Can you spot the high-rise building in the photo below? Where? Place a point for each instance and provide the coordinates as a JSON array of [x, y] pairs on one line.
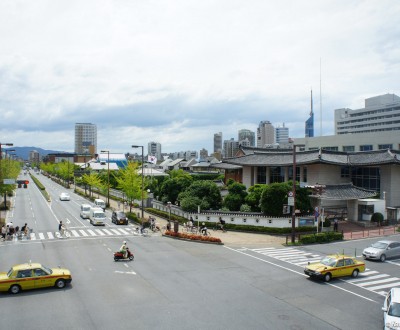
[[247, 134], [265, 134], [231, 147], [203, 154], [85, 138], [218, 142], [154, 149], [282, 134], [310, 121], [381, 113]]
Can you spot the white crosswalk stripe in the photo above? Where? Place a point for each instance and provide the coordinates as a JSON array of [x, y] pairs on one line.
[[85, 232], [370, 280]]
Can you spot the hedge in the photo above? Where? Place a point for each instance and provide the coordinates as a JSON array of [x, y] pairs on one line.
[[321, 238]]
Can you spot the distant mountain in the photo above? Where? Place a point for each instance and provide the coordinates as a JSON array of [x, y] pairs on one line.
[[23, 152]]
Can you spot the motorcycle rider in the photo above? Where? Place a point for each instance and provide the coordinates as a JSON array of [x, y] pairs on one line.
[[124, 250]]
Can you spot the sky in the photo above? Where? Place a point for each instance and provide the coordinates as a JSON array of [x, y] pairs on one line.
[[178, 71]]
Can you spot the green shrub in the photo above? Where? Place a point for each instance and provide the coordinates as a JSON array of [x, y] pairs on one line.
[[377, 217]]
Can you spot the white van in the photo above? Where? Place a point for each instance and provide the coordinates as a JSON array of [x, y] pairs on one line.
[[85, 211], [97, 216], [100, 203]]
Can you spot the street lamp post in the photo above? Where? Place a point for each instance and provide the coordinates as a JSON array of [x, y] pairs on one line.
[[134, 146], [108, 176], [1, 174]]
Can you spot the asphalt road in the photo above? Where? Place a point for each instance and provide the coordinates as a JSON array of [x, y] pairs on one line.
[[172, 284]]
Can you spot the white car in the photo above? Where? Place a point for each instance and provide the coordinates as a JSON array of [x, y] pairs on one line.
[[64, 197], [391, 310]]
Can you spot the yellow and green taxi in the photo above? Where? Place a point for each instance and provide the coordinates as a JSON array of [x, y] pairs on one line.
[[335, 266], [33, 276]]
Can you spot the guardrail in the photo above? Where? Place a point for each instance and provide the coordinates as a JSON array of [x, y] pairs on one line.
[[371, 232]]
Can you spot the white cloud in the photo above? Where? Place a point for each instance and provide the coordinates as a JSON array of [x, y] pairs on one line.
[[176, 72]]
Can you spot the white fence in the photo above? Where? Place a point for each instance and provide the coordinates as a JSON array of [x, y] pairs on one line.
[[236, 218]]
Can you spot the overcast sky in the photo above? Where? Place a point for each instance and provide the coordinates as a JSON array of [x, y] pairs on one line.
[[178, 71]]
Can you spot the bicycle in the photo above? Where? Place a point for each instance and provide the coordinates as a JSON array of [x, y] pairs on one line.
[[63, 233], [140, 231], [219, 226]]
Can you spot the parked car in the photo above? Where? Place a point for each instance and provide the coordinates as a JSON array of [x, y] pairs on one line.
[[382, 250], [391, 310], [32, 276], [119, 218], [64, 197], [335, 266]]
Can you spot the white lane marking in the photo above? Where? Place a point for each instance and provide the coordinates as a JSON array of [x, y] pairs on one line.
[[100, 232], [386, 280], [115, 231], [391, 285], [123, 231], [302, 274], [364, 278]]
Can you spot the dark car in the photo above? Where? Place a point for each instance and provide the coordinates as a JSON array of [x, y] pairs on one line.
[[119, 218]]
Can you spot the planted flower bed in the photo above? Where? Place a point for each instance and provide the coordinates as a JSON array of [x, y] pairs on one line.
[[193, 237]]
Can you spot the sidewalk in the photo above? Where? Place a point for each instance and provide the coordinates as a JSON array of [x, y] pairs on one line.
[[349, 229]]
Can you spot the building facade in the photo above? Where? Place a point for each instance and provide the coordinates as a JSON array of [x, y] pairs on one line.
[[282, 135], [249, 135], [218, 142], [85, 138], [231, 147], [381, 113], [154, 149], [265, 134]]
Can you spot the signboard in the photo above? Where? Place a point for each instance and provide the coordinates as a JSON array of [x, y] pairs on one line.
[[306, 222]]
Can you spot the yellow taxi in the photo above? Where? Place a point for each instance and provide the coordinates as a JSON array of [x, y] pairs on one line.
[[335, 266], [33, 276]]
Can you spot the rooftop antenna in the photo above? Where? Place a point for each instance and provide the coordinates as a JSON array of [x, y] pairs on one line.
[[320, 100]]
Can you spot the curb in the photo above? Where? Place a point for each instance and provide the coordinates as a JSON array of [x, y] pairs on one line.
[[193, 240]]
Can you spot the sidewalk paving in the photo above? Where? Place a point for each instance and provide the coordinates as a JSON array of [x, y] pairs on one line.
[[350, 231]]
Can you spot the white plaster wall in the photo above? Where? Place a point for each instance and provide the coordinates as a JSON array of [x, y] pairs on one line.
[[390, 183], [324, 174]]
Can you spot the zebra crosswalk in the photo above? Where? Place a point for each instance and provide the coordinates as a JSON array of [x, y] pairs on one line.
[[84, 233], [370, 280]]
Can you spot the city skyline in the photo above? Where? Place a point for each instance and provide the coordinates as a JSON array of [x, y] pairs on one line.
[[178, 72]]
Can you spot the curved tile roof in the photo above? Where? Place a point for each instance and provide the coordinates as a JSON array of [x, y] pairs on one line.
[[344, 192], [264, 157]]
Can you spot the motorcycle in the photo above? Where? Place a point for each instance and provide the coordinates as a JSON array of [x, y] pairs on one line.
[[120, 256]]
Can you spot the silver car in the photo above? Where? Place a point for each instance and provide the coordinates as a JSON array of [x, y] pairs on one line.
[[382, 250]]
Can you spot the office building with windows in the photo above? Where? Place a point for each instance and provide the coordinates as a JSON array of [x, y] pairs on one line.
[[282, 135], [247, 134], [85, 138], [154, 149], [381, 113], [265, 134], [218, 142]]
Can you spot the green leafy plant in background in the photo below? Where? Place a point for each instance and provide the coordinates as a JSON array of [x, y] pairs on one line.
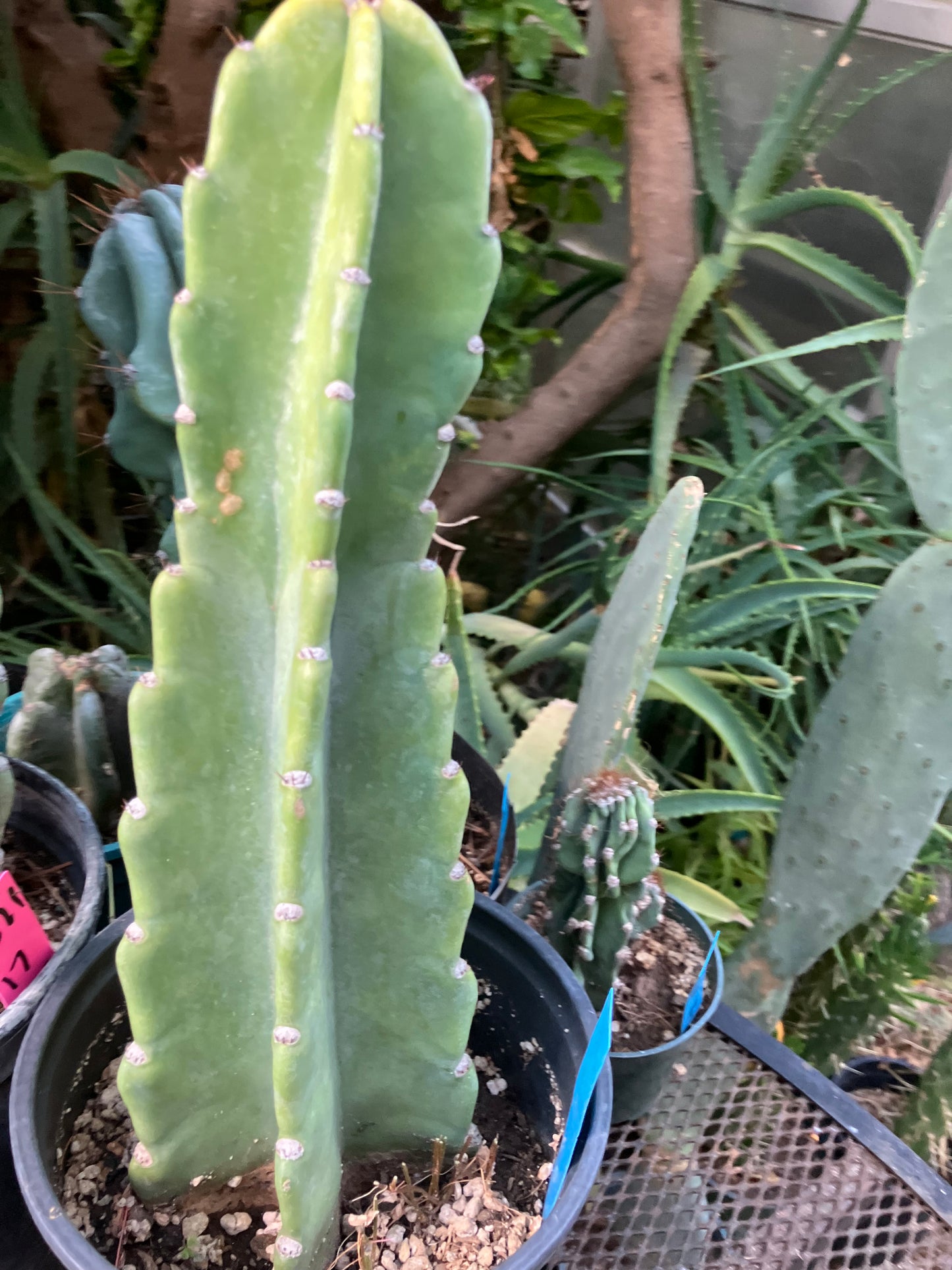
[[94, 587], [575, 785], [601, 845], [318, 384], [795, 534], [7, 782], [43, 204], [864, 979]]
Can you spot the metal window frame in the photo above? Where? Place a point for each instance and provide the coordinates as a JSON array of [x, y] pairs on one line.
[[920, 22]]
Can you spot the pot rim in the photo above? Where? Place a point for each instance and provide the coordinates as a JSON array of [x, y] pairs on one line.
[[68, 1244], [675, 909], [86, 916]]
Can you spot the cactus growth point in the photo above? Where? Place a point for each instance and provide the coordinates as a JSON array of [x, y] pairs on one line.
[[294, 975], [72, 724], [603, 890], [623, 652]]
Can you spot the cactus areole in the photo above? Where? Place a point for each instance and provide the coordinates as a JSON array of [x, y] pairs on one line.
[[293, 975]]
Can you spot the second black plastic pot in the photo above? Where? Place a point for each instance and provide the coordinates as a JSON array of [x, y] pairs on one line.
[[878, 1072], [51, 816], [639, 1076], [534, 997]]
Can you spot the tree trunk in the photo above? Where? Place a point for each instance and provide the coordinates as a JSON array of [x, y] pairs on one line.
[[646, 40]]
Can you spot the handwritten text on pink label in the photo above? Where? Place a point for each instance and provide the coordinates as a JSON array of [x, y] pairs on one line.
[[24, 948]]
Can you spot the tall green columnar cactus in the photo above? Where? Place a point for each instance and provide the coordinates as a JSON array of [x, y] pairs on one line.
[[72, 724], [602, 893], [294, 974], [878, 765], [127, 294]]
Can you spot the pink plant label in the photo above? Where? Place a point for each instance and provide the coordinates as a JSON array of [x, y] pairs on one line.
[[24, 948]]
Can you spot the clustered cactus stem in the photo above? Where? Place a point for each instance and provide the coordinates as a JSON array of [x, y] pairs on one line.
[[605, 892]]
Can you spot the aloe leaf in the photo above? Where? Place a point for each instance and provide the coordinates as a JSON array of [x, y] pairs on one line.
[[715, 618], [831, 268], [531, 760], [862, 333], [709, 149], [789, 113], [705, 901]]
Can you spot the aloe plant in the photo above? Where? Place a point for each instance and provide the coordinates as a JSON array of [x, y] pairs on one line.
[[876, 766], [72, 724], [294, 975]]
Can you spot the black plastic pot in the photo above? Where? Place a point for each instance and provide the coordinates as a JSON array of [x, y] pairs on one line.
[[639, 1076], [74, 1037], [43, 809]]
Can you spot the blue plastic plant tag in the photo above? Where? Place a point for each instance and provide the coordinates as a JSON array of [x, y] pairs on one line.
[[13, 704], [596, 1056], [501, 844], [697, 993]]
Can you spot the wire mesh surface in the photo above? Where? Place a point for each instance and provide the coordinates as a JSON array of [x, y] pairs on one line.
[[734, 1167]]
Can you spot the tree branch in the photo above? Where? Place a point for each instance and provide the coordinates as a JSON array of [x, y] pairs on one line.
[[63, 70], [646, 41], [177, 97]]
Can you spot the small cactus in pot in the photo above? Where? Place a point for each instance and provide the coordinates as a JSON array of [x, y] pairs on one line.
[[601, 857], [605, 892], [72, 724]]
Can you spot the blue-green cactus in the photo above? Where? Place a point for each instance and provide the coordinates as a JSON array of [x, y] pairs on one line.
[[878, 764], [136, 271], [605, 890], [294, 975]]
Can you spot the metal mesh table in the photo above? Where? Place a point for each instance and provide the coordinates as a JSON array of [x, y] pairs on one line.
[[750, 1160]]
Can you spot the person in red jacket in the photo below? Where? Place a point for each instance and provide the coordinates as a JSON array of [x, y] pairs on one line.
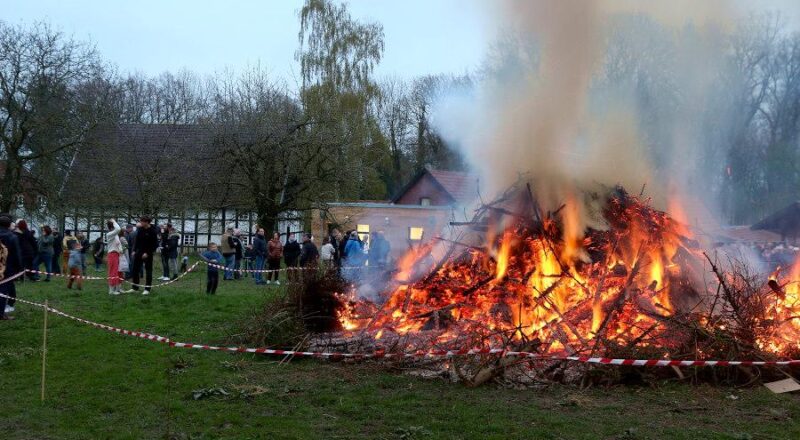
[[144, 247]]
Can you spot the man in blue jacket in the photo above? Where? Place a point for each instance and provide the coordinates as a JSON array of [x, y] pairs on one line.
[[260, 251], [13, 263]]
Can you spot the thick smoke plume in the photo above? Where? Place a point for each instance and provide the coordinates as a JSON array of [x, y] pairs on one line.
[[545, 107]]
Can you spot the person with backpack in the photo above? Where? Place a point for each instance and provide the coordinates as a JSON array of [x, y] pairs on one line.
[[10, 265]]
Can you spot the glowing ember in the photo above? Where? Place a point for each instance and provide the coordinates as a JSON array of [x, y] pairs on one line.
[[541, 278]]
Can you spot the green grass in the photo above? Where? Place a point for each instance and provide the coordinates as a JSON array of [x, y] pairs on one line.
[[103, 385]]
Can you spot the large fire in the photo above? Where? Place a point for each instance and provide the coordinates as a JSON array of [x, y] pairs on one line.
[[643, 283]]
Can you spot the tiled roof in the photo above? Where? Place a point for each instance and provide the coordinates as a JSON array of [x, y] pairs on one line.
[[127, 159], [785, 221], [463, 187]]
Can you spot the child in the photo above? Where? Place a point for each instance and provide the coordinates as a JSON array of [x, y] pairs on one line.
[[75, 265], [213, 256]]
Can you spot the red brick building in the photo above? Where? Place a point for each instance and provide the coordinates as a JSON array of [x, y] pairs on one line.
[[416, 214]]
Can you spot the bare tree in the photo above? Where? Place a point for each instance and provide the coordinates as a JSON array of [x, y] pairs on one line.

- WHAT YOU HAVE TO DO: Quote every line from the line containing "Can you spot the red" through the closing line of the listing, including both.

- WRITTEN RESPONSE:
Can you spot the red brick building in the photo above? Where? Place a point for each instance and provide the coordinates as a JSON array of [x, y] pairs on one line.
[[416, 214]]
Can you spot the bare tree in the photo above? Where? Place a point for each instance and provide the coordinates as a JSON array of [x, y] pairs on one line.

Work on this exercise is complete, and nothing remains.